Source data

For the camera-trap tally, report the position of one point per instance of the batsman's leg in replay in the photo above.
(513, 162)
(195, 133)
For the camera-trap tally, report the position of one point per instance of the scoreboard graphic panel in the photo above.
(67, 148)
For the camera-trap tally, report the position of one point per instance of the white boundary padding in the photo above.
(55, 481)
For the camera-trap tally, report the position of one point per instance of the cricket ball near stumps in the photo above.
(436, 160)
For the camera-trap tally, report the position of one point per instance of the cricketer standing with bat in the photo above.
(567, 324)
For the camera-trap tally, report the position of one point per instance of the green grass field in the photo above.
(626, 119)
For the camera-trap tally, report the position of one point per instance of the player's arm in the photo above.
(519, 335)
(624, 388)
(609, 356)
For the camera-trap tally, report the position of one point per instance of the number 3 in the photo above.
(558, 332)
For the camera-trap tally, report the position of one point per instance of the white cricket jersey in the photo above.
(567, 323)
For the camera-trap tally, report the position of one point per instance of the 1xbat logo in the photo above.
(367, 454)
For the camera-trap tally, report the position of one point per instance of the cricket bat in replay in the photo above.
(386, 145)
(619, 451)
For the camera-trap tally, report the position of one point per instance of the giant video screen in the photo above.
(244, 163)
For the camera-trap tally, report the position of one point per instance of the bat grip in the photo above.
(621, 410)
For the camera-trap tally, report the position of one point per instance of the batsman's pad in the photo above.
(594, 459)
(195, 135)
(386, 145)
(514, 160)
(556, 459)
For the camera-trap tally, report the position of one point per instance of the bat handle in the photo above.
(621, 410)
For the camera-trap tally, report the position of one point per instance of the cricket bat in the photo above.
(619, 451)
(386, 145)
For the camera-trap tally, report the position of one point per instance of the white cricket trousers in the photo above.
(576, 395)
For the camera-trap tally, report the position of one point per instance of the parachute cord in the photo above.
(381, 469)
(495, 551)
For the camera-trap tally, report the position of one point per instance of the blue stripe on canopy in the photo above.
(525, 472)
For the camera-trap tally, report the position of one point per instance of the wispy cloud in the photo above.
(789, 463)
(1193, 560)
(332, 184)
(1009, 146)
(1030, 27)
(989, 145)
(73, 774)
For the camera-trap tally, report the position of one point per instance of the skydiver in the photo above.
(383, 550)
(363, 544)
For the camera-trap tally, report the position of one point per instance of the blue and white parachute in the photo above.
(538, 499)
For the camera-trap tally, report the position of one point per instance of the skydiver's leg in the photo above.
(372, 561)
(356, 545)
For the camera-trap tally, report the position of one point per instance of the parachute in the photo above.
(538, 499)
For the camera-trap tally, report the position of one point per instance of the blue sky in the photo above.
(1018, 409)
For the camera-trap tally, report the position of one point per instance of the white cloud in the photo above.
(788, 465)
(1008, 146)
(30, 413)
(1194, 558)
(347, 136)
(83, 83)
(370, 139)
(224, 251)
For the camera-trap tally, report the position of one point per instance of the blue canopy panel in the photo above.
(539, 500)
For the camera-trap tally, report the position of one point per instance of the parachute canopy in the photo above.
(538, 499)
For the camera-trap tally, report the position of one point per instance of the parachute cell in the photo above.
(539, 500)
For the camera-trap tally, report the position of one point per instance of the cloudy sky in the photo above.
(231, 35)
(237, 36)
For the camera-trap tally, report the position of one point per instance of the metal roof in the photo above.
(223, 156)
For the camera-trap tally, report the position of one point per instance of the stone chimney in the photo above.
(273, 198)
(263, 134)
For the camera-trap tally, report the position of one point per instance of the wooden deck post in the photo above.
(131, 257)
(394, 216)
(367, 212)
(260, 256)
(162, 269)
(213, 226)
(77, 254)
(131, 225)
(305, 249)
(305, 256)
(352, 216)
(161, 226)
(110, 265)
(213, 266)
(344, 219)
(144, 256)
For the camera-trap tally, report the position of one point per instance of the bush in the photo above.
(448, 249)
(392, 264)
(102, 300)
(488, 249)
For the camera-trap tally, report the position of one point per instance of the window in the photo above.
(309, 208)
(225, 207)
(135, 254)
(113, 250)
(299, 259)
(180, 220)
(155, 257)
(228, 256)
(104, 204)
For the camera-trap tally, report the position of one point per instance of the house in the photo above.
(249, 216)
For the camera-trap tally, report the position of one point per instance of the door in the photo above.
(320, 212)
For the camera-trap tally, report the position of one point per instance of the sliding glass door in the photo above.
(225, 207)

▶ **What you have to do**
Write out every item above again, word for word.

▶ **Reply**
For the camera-trap tally, report the position of one point per instance of the batsman's leg in replay in the photo above.
(513, 162)
(195, 133)
For the camera-trap tally, report the position of one point per instance of the scoreboard graphic panel in the photo above.
(67, 148)
For the camera-trap tally, report the position of one point per instance of the white boundary padding in the photo above.
(55, 481)
For the camera-trap tally, report the position of one point per instance of the cricket ball near stumps in the photo above.
(436, 160)
For the camera-trap tally, report the position of one point per instance of the cricketer standing with bat in the photo above.
(567, 324)
For the camera-trap tally, report the position of one point per instance of the green grass field in the photo above.
(626, 119)
For the camera-trap tally, report the position of one point per instance of the player's arm in the photo above.
(519, 335)
(624, 388)
(609, 356)
For the camera-trap tally, report the position of one point per instance of the number 3 in the photo above.
(558, 332)
For the camera-trap tally, report the position of one point per instance of the white cricket jersey in the photo above.
(567, 323)
For the camera-trap tally, report the position of one point per instance of the 1xbat logo in the photo above.
(367, 454)
For the camera-trap tally, report the position of one point per instance of the cricket bat in replay in the photo above.
(386, 145)
(619, 451)
For the camera-trap tally, report the position of one point per instance of the giant video screen in the photo above.
(244, 163)
For the camera-trap tally, report the position of one point per instance of the bat grip in the photo above.
(621, 410)
For the camera-trap tally, report the position of one point per instance of the batsman's pad in the photo above.
(594, 459)
(195, 135)
(386, 145)
(514, 160)
(556, 459)
For the camera-trap tally, report the position of one point per instance of the bat handle in the photo above.
(621, 410)
For the camera-trap tally, report the position of one point per instance of the cricket bat in the photo above.
(619, 451)
(386, 145)
For the camera-trap tally, report the position of one point per instance of the white cricket trousers in the photo above.
(576, 395)
For the camera-trap tally, report the position of one point per instance of the parachute cord in the photo above.
(381, 469)
(495, 551)
For the camera-trap tally, report the position of one point per instance of the blue stripe on canopy in the photo above.
(525, 472)
For the camera-trap tally, report the position of one point per instance of the wispy cloud in the photo above.
(789, 463)
(1193, 560)
(332, 184)
(1009, 146)
(1030, 27)
(989, 145)
(73, 774)
For the camera-trap tally, report the position of one point per instance of the skydiver in the photo above.
(383, 550)
(363, 544)
For the camera-trap tally, report the position of one point per instance of the blue and white parachute in the photo above.
(538, 499)
For the camera-trap tally, report the position of one point per instance of the skydiver's leg in the photo above.
(372, 561)
(356, 545)
For the camera-trap tally, report the position of one point per instance of the parachute in the photo above.
(538, 499)
For the camera-trap tally, report the position of one point per instance of the blue sky in the photo above.
(1018, 409)
For the camera-trap tally, report the position of one point per instance of the white cloud in the photo above.
(788, 465)
(1008, 146)
(30, 413)
(1194, 558)
(347, 136)
(83, 83)
(370, 139)
(224, 251)
For the camera-trap tally, report the position of one point per instance of the blue canopy panel in the photo above.
(539, 500)
For the camera-trap tally, report the position of one point per instance of the parachute canopy in the photo above.
(538, 499)
For the camera-trap tally, report the position of one point per instance of the parachute cell in the photo above.
(539, 500)
For the camera-trap tally, report the position of one point per instance of the cloudy sky in the photo above.
(231, 35)
(237, 36)
For the camera-trap tally, report the position of one point per instance of the metal roof in the photo above.
(223, 156)
For the camera-trap tally, report the position of one point per instance of the stone chimney in the photo above.
(273, 198)
(263, 134)
For the camera-trap tally, report the position of one point per instance of the wooden deck post in the photo above.
(131, 257)
(394, 216)
(367, 212)
(260, 256)
(162, 269)
(213, 226)
(77, 254)
(131, 225)
(305, 249)
(305, 256)
(352, 216)
(161, 226)
(110, 265)
(213, 266)
(344, 219)
(144, 256)
For the camera-trap tally, report the position of one point per instance of the bush in the photo above.
(448, 249)
(392, 264)
(102, 300)
(488, 249)
For the camera-trap tally, report the position of one point per instance of the window in the photo above.
(309, 208)
(225, 207)
(135, 254)
(113, 250)
(299, 259)
(180, 220)
(155, 257)
(228, 256)
(104, 204)
For the camera-trap tally, report the position of one point per instance of the house in the photo above.
(249, 216)
For the camera-trap tally, report the position of one point per instance of the door in the photo above.
(320, 212)
For the camera-trap tally, report the position of one point per instance of the sliding glass door in the photo above.
(225, 207)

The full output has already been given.